··· SOURCE ···
RIP Net Neutrality, an 8-Planet System, and a Green Lining on a Trash-Fire Budget | Vol. 5 / No. 8

Photo: Credo Action, CC BY 2.0

This week we’ve got the bad news from the FCC, a first in our search for new planets, and a tiny green lining on the trash-fire budget that spares green energy incentives. It’s the science and technology roundup for Sunday, December 17, 2017.

RIP Net Neutrality

Okay let’s eat our vegetables first this week and start with the worst: Ajit Pai, head of the FCC, went ahead with his plans to repeal Title II classification for ISPs and the protections for consumers it entails, effectively ending Net Neutrality. He’s also claiming that his ruling preempts state laws in the works that would more locally guarantee New Neutrality, and as a result he’s being sued by the Attorneys General from (at least) New York, Oregon, Illinois, Iowa, and Massachusetts, and Chuck Schumer has promised a vote in the Senate to overturn the ruling. The latter isn’t likely to succeed, and the former will take a long time in the courts, but we should hear about whether there’ll be a preliminary injunction in the coming week or two.

I can’t stress enough how ignorant and smug Ajit Pai is, but his insulting and embarrassing video about things you can still do without Net Neutrality video is a great demonstration.

If you want to know what I think about this whole thing, well, I wrote two twitter threads this week about it. The first is a rant about why we had Title II protections in the first place (and why the WSJ has its head up its ass about it), and the second is about things we could do without Title II (but that nobody’s actually doing because Ajit Pai is intensely disingenuous about basically everything to do with this issue.)

So I guess go read those, and we’ll see how this all shakes out.

 

Artist’s conception of the various planets of the Kepler 90 system (not to scale) | Credit: NASA/Ames Research Center/Wendy Stenzel

Kepler 90i

Now that we’ve got that out of the way, here’s something cool: an eighth planet in the Kepler 90 star system! Weirder still is that it wasn’t discovered by a human. Well, not technically, anyway. Kepler 90i (90a is the star itself) was discovered using data from NASA’s Kepler and Kepler 2 missions, but it was discovered by an AI. Two scientists, Christopher Shallue and Andrew Vanderburg, taught it to sift through the Kepler data in the way a human would, and as is so often the case, it learned to do it better than humans. We already know the Kepler-90 system had planets, but this brings the total to eight—the first solar system we’ve seen that has as many planets as our own! (for now.) We’re only just scratching the surface in the search for planets. I can’t wait until 2019 when the JWST will (hopefully) launch and start looking at the thousands of planets we’ve already found (so long as the funding holds out). You can read more at NASA, and watch this fun little animation below.
··· SUPPLIED MATERIAL ···
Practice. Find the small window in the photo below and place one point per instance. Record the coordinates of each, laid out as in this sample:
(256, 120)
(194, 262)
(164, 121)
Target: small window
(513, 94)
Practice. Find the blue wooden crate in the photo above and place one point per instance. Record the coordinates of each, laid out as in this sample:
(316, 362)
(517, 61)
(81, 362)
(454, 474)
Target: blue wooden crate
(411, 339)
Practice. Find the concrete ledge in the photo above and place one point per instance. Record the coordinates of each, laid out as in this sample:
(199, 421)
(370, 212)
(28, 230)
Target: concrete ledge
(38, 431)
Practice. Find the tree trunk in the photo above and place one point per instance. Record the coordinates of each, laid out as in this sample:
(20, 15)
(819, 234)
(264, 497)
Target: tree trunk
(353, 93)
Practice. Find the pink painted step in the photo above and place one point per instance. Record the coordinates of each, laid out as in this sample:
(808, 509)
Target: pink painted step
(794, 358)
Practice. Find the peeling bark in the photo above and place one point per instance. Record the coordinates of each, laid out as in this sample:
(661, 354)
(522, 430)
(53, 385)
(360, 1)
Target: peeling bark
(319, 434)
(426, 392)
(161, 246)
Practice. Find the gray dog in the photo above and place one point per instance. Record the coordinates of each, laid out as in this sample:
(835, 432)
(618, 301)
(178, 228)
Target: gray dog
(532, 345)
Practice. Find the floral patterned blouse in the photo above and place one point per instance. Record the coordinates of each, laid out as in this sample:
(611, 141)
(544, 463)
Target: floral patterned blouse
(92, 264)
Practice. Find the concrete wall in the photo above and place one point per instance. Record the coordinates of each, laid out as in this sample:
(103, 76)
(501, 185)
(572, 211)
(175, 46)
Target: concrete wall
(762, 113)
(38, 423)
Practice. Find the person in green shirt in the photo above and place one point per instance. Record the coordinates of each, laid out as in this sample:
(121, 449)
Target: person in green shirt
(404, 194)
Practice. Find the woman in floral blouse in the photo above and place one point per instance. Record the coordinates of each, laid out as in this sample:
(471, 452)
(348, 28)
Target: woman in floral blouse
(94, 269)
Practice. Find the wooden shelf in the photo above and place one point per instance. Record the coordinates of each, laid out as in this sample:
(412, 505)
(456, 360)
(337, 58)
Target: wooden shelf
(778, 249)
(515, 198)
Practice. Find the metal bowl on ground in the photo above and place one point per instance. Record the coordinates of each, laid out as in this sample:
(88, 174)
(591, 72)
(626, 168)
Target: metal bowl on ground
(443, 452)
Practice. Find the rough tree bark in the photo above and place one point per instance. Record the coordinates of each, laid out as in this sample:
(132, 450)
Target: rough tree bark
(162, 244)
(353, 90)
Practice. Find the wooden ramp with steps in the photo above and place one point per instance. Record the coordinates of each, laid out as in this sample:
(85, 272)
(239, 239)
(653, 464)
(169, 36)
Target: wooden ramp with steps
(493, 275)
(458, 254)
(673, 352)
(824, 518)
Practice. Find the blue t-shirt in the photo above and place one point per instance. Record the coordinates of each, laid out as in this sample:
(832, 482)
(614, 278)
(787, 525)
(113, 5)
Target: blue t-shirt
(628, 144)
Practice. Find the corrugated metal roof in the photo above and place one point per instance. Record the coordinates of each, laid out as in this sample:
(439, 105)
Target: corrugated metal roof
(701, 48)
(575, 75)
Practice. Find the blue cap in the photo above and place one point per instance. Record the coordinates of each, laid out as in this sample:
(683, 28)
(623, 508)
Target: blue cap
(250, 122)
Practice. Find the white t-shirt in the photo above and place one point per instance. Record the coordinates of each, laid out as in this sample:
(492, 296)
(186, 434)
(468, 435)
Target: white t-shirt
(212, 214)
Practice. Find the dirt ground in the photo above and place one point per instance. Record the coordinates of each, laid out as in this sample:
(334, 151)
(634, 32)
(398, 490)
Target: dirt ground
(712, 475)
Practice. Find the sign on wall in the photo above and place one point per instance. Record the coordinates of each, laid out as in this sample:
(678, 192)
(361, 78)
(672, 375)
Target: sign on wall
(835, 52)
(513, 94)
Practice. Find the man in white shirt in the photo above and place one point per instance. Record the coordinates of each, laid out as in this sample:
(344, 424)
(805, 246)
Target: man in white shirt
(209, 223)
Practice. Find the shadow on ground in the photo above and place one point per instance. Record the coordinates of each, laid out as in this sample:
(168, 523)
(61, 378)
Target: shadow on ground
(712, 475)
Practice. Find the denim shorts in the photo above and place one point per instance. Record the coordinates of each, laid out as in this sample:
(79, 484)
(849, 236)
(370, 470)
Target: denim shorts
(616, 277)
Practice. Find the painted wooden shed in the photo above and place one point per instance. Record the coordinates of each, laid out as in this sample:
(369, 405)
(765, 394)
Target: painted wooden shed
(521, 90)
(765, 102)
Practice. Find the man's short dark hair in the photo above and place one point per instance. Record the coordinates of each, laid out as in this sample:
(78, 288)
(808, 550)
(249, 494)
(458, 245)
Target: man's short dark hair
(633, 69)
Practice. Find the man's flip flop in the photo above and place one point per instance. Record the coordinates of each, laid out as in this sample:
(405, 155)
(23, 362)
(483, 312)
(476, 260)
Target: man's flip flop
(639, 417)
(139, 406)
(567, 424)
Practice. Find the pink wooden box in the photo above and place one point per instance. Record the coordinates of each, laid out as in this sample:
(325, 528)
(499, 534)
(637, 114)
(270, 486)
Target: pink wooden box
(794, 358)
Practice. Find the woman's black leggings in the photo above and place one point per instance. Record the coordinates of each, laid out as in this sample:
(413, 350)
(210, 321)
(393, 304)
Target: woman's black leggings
···
● **WHAT YOU HAVE TO DO**: Return the part of the science and technology roundup starting at "I can’t stress" and ending at "with this issue.)", copied word for word. The lines shown here stand on their own and are not part of the science and technology roundup.

● **OUTPUT FOR THIS EXERCISE**:
I can’t stress enough how ignorant and smug Ajit Pai is, but his insulting and embarrassing video about things you can still do without Net Neutrality video is a great demonstration.

If you want to know what I think about this whole thing, well, I wrote two twitter threads this week about it. The first is a rant about why we had Title II protections in the first place (and why the WSJ has its head up its ass about it), and the second is about things we could do without Title II (but that nobody’s actually doing because Ajit Pai is intensely disingenuous about basically everything to do with this issue.)